-- Start Extracted text --
A Photo Journey Through RAN’s Hard Fought Reform of America’s Biggest Palm Oil Importer

In 2007, very few people outside the food and agriculture industries were even aware of palm oil. But Rainforest Action Network recognized the massive threat that this innocuous seeming vegetable oil posed to rainforests across the world. That’s why RAN launched an ambitious campaign targeting agribusiness giant Cargill, the world’s largest privately held company and the biggest importer of palm oil into the United States.

Of course the problem is not palm oil itself — the problem is the way it is produced at the expense of people and planet. As the food industry moved away from trans fats, the demand for cheap palm oil skyrocketed. It can now be found in roughly half of all packaged goods in your local grocery store, from cookies and crackers to toothpaste and laundry detergent.

RAN coined the term “Conflict Palm Oil” to designate the horrendous practices far too often behind the harvesting and producing of this commodity: the forceful removal of local communities from their land, rampant workers’ rights abuses and violations of child labor laws, rainforests being mowed down and burned for plantations, the massive climate impact of peatland destruction, and endangered species pushed to the brink of extinction as their last remaining habitat was being destroyed in the process.
-- End Extracted text --
-- Start Supplied entries --
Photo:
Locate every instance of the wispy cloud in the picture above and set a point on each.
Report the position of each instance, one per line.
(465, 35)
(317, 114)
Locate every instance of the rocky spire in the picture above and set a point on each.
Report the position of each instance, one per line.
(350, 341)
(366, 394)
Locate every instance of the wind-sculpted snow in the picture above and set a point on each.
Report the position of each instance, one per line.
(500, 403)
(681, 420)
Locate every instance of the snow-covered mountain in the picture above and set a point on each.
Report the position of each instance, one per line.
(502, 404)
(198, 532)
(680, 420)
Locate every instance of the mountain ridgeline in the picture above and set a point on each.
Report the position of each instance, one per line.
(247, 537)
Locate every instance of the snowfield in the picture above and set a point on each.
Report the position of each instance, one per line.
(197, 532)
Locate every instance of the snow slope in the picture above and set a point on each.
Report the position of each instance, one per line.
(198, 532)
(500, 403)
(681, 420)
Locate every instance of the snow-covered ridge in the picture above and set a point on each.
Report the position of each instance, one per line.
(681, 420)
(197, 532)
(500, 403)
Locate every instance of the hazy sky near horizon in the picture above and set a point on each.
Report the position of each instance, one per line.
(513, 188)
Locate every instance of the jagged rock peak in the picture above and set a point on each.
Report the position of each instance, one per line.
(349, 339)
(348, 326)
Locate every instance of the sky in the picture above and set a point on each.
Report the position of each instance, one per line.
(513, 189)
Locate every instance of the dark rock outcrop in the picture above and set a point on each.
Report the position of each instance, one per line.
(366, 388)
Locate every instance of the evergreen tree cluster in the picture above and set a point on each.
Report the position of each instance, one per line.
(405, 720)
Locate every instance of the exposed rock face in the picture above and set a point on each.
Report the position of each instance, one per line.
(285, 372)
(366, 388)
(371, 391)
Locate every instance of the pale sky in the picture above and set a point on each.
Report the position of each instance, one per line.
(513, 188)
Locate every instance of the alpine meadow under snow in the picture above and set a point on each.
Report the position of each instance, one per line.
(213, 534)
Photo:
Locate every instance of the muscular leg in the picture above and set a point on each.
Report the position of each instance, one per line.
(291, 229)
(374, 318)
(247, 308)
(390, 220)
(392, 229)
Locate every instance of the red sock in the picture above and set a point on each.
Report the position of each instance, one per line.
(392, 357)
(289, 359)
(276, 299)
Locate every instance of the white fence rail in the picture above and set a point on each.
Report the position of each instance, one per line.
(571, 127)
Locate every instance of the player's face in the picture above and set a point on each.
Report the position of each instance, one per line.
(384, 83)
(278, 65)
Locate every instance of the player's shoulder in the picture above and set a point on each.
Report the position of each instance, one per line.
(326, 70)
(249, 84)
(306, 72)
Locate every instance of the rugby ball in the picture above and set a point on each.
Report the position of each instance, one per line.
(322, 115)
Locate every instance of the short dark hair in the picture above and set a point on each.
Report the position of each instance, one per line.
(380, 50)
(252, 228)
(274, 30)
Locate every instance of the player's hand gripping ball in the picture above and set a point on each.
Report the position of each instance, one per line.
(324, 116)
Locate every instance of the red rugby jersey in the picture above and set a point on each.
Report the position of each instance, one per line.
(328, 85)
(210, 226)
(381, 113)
-- End Supplied entries --
Short task A:
Answer these questions using the palm oil campaign text:
(i) Which company did RAN's campaign target, and how does the text describe that company?
(ii) What change in the food industry caused demand for cheap palm oil to skyrocket?
(iii) What term did RAN coin for the practices behind palm oil production?
Short task B:
Go on with the palm oil campaign text from the point where it stops.

Final result A:
(i) Cargill, the world's largest privately held company and the biggest importer of palm oil into the United States.
(ii) The food industry's move away from trans fats.
(iii) "Conflict Palm Oil."

Final result B:
After seven years of shifting tactics and non-stop pressure, Cargill’s CEO announced one of the most far-reaching zero deforestation commitments ever established during the September 2014 UN Climate Summit. This commitment covers Cargill’s sprawling global empire of commodities, including palm oil, sugar, soy, cattle, and cocoa.

This commitment marks the beginning of a long journey toward implementation and accountability — the on-the-ground reforms that will bring about the changes so desperately needed for communities, orangutan populations and rainforests. But it is also a momentous milestone that is part of a much larger sea change taking place across the palm oil industry. And the only reason it is happening is because of the perseverance and support of people like you.

So, we wanted to take a moment to pause and say THANK YOU. And we wanted to share a series of images that not only tell the story of how we got to this point but that give us energy to hold strong and see to it that these promises are kept — from the forest floor to the grocery store.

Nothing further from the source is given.